[Coordinate labeling data]
■ ■ ■ ■

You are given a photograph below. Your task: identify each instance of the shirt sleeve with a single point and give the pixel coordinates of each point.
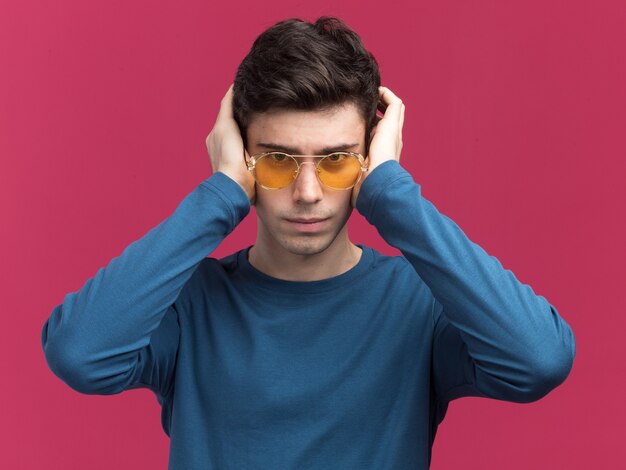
(120, 330)
(492, 335)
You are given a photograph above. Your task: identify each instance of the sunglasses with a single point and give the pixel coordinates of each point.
(277, 170)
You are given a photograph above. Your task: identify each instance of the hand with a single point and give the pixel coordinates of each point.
(386, 136)
(226, 150)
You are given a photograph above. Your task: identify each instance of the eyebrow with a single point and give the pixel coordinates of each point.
(294, 151)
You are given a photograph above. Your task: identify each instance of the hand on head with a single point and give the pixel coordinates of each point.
(386, 136)
(226, 150)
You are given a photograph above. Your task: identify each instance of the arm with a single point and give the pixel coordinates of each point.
(492, 335)
(120, 330)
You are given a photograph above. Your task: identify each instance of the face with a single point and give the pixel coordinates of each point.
(304, 133)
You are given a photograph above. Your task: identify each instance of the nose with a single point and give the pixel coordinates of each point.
(307, 187)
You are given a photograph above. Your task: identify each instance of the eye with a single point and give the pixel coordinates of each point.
(278, 157)
(337, 157)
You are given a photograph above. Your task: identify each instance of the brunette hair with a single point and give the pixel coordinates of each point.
(306, 66)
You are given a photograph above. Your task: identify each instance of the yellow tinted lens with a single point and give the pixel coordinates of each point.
(339, 170)
(275, 170)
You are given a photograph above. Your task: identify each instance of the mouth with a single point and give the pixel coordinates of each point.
(308, 225)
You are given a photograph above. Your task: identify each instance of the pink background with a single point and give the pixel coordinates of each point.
(515, 128)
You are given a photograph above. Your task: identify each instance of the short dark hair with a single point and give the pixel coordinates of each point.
(306, 66)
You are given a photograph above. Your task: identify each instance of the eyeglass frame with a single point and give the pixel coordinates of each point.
(251, 166)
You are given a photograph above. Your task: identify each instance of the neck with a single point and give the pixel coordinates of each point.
(341, 256)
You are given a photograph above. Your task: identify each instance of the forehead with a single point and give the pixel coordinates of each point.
(309, 131)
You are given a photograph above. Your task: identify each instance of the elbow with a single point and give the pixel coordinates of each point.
(80, 370)
(549, 370)
(65, 363)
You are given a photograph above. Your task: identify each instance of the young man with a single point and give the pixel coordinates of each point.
(307, 350)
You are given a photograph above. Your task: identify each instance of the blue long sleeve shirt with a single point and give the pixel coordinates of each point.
(351, 372)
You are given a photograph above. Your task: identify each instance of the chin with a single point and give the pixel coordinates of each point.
(306, 247)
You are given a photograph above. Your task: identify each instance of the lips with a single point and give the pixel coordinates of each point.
(308, 225)
(305, 221)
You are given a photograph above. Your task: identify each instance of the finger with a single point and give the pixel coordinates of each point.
(226, 105)
(392, 102)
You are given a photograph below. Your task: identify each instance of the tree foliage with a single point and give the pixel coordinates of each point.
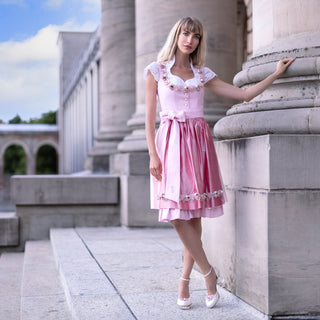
(46, 118)
(15, 160)
(47, 160)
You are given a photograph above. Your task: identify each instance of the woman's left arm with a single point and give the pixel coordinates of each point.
(227, 90)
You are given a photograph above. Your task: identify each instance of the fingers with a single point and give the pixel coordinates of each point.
(156, 173)
(287, 61)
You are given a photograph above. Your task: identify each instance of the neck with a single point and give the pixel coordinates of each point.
(182, 60)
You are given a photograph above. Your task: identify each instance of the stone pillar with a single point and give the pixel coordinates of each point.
(220, 21)
(267, 244)
(117, 79)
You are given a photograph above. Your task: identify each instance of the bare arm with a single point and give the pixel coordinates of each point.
(222, 88)
(151, 110)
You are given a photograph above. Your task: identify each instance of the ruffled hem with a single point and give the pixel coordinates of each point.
(166, 215)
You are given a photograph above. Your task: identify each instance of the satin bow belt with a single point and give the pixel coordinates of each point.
(172, 168)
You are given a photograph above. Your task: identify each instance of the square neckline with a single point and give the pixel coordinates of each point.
(171, 63)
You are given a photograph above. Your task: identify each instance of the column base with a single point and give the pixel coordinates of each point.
(267, 243)
(133, 169)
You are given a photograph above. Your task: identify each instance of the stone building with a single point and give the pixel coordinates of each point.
(267, 243)
(30, 138)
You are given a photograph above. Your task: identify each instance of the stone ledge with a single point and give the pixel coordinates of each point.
(60, 189)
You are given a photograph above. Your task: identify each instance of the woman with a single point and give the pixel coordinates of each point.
(186, 184)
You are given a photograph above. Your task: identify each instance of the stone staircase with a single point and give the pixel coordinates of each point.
(108, 273)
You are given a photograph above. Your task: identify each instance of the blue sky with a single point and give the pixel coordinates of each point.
(29, 54)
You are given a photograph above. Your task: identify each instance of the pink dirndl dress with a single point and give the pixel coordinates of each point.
(191, 185)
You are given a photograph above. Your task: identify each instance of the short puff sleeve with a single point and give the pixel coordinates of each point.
(154, 68)
(208, 74)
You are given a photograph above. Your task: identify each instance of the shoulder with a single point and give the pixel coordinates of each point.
(154, 68)
(208, 74)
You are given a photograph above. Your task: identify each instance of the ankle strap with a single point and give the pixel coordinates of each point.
(207, 274)
(184, 279)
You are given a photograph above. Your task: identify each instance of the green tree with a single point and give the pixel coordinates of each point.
(47, 161)
(15, 160)
(16, 120)
(46, 118)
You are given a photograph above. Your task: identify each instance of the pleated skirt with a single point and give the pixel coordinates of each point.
(189, 161)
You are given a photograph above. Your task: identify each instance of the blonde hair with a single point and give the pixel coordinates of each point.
(192, 25)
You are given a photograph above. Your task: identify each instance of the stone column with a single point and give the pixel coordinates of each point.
(267, 244)
(117, 79)
(220, 21)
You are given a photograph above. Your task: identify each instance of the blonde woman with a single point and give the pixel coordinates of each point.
(186, 184)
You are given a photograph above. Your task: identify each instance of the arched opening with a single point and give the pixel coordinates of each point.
(47, 160)
(15, 160)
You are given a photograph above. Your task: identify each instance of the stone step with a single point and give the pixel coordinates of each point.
(42, 295)
(11, 265)
(89, 293)
(9, 229)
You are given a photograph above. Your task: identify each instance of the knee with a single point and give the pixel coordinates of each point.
(177, 224)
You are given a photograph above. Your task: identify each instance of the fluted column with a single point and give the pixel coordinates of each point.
(280, 29)
(117, 74)
(268, 152)
(220, 21)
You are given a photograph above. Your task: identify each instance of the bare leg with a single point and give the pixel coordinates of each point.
(191, 238)
(188, 263)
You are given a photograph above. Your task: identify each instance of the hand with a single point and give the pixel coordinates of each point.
(283, 65)
(156, 167)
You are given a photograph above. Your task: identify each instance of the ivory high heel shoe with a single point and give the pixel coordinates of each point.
(184, 303)
(212, 299)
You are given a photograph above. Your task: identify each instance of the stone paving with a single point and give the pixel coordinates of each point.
(111, 273)
(143, 267)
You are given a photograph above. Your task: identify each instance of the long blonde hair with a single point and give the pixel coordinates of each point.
(192, 25)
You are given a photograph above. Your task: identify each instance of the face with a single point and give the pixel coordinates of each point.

■ ■ ■ ■

Restate each line of the records exactly; pictures do not belong in the copy.

*Correct result:*
You are given a photograph below. Your task: identify each instance of the shirt sleeve with a single point and give the pixel coordinates of each point.
(120, 330)
(492, 335)
You are given a photograph above. Your task: identify each instance of the sunglasses with a single point and give the pixel coordinates of each point.
(277, 170)
You are given a photograph above. Your task: identify each instance of the hand with a single point and give the pixel coordinates of each point.
(386, 136)
(226, 150)
You are given a photograph above. Your task: identify each instance of the eyebrow with a single point and give the pixel coordinates of each point.
(294, 151)
You are given a photograph above. Your task: identify each instance of the hand on head with a single point and give the pixel coordinates of each point.
(386, 136)
(226, 150)
You are given a photograph above. Your task: identify each instance of the arm with a single point and give the pixel coordinates of each point.
(492, 335)
(120, 330)
You are given a photograph above. Your task: identify each instance of the face with a single point and give the pixel coordinates of each point.
(304, 133)
You are given a photograph above. Your task: identify each instance of the nose with a single point and give the pixel coordinates of each point.
(307, 187)
You are given a photograph above. Your task: identify each instance of the eye with a single point and give the pixel coordinates of each point.
(278, 157)
(337, 157)
You are given a photograph above. Your task: identify each instance of the brunette hair with a single point and give the pixel coordinates of each point.
(306, 66)
You are given a photograph above. Your task: identify each instance of the yellow tinted lens with a single point and give the pixel coordinates of each point.
(339, 170)
(275, 170)
You are given a photograph above. Your task: identify each instance of the mouth with a single point and give the pixel coordinates of each point.
(308, 225)
You are given a photograph above. Your task: identify each instance of the pink background with a single point and give the pixel coordinates of each point.
(515, 128)
You are given a photograph above. Your task: identify each instance of the short dark hair with a single point and give the pixel coordinates of each point.
(306, 66)
You are given a photograph above. Your task: identify each instance of the eyeglass frame with a single point and give the pixel coordinates of each point.
(251, 166)
You are given a photograph above. Your task: identify each instance of the neck with a single point and give the pixel coordinates of each point.
(341, 256)
You are given a photograph above. Your task: identify each instance of the forehead with a single point and give the pixel coordinates of each point.
(309, 131)
You are given a photograph above. Your task: identify each instance of the elbow with a single point and give the pixel coordinates of each point.
(80, 370)
(549, 370)
(65, 363)
You are given a photograph above. Your task: identify each instance of the young man with a single point and give the pixel coordinates of each point.
(307, 350)
You are given a photograph above. Your task: identify each instance of the blue long sleeve shirt with a single point and give the pixel coordinates of each point.
(351, 372)
You are given a photograph above. Your task: identify each instance of the chin with a single point and give the pixel coordinates of each point.
(306, 247)
You are given a photograph above. Your task: identify each instance of the lips with a single point and give the pixel coordinates of each point.
(308, 225)
(305, 221)
You are given a photograph above. Your task: identify each instance of the finger with a single point and give the pixel coordinates of each point.
(226, 105)
(392, 102)
You are given a photograph below. Your task: identify each instance of the tree foliage with a single point and give the pixel coordinates of each point.
(46, 118)
(15, 160)
(47, 160)
You are given a photograph above. Your task: identify each instance of the woman's left arm with a single point and give the pixel coordinates of each point.
(227, 90)
You are given a photograph above. Your task: identify each instance of the fingers with a single point and give the pixel coordinates of each point.
(156, 173)
(287, 61)
You are given a photograph above. Your task: identify each instance of the neck with a single point and give the pixel coordinates of each point.
(182, 60)
You are given a photograph above. Your task: identify each instance of the stone pillar with a single point and give the pixel coordinates of each point.
(220, 21)
(267, 244)
(117, 79)
You are given a photograph above. Your task: identify each instance of the bare arm with a single point and give the pixel coordinates of each point.
(222, 88)
(151, 110)
You are given a photograph above. Your task: identify each instance of the ruffled hem with a single point and give the pixel coordinates of each point.
(166, 215)
You are given a photograph above. Your task: identify each instance of the satin bow belt with a single point and give the pixel coordinates of each point.
(172, 168)
You are given a photograph above. Your task: identify each instance of the square neckline with a single point and give the pixel coordinates of each point.
(171, 63)
You are given a photograph above. Your task: identify each instance of the column base with a single point and give the pixel coordinates of each point.
(267, 243)
(133, 169)
You are given a photograph above. Your task: identify each instance of the stone building with a single point and give the pixel coordinates of each point.
(267, 243)
(30, 138)
You are given a photograph above. Your task: identify each instance of the stone ledge with a single point and give the pixel coordinates of each point.
(60, 189)
You are given a photograph above. Your task: identify each instance of the woman with a single point and give the pixel coordinates of each point.
(186, 184)
You are given a photograph above. Your task: identify each instance of the stone staircase with a single point and give the pixel coordinates of each point.
(108, 273)
You are given a photograph above. Your task: identify each instance of the blue sky with a single point and give the pixel coordinates of each point.
(29, 54)
You are given a photograph above. Your task: identify each instance of the pink dirndl dress with a single point and give the pixel coordinates of each point.
(191, 185)
You are given a photograph above. Your task: identify each instance of the short puff sleeve with a single point and give the pixel coordinates of each point.
(154, 68)
(208, 74)
You are given a photograph above. Your task: identify each instance of the shoulder with a single point and give the pixel coordinates of each point.
(154, 68)
(208, 74)
You are given a photograph above. Your task: identify each instance of the ankle strap with a single point and give the pixel coordinates of each point.
(207, 274)
(184, 279)
You are given a photograph above. Your task: identify each instance of the green tree with a single point and give the pixel coordinates of each point.
(47, 161)
(15, 160)
(16, 120)
(46, 118)
You are given a photograph above. Your task: identify each instance of the pleated skirt with a single point and give the pixel coordinates of each point.
(189, 161)
You are given a photograph above. Your task: identify each instance of the blonde hair with a single point and give the pixel coordinates of each point.
(192, 25)
You are given a photograph above. Your task: identify each instance of the stone column with a single point and give the pixel coordinates of each point.
(267, 244)
(117, 79)
(220, 21)
You are given a photograph above. Your task: identify each instance of the blonde woman with a single point and give the pixel coordinates of each point.
(186, 184)
You are given a photograph above. Your task: identify each instance of the arched opening with a single point and give the pixel coordinates of each point.
(47, 160)
(15, 160)
You are given a photograph above. Your task: identify each instance of the stone step with a single point and give the pixel coordinates of each point.
(42, 295)
(11, 265)
(89, 293)
(9, 229)
You are given a photograph above. Your task: identify each instance of the knee with a single point and give the pixel coordinates of each point.
(177, 224)
You are given a photograph above. Your task: identify each instance of the fluted column with a single point and give the pixel coordinates of each point.
(280, 29)
(117, 74)
(268, 152)
(220, 21)
You are given a photograph above. Your task: identify each instance of the bare leg with a single point and give the pixel coordinates of each point.
(191, 238)
(188, 263)
You are given a photograph above. Your task: identify each instance of the hand with a single point and give the pixel coordinates of each point.
(283, 65)
(156, 167)
You are given a photograph above. Your task: identify each instance of the ivory high heel shoe with a single point and give the pixel coordinates of each point.
(184, 303)
(212, 299)
You are given a photograph above. Your task: identify each instance of the stone paving with a single point and give the pixel coordinates of each point.
(111, 273)
(143, 267)
You are given a photograph above. Your task: identify each instance of the long blonde hair with a single point and give the pixel coordinates of each point.
(192, 25)
You are given a photograph above. Your task: identify each instance of the face with a single point and give the pixel coordinates of each point.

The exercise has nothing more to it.